Data follows below. Repeat exactly the lines between the line holding "wanted | a marker on every instance of the wristwatch" and the line holding "sample | <point>730,249</point>", inclusive, and nothing more; drop pictures.

--- START ---

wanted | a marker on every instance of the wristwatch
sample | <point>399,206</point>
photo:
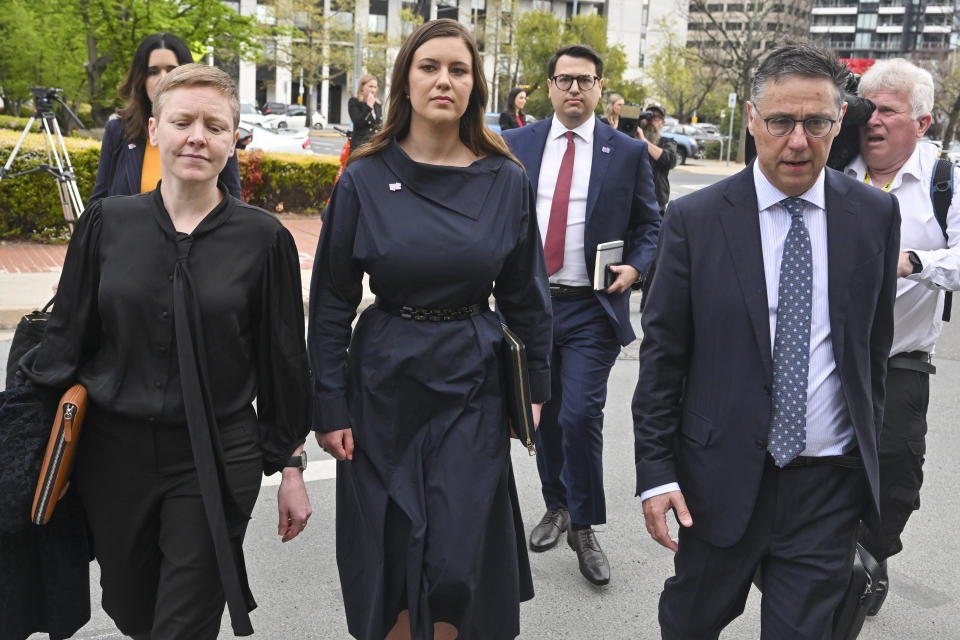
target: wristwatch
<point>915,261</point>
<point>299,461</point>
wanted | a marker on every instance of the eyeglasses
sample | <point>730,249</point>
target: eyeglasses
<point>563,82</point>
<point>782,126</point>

--- END ---
--- START ---

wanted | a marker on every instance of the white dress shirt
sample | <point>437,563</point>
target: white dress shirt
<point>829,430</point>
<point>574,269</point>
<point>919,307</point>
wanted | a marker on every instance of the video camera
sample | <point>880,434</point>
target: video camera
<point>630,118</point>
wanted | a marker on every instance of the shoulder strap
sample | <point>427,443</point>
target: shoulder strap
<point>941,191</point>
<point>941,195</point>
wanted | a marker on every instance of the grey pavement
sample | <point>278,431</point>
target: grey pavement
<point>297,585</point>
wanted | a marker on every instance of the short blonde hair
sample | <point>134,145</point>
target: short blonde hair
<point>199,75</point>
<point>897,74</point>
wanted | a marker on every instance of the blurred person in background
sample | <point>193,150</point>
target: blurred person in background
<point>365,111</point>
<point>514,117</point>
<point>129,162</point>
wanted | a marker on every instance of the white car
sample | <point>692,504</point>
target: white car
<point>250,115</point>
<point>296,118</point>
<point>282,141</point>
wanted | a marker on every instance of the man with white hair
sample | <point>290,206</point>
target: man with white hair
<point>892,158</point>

--- END ---

> **Output for this exercise**:
wanted | a marker on every instance of the wristwatch
sample | <point>399,206</point>
photo:
target: wristwatch
<point>915,261</point>
<point>299,461</point>
wanted | a marker on every instance of the eyeglasses
sample | <point>730,249</point>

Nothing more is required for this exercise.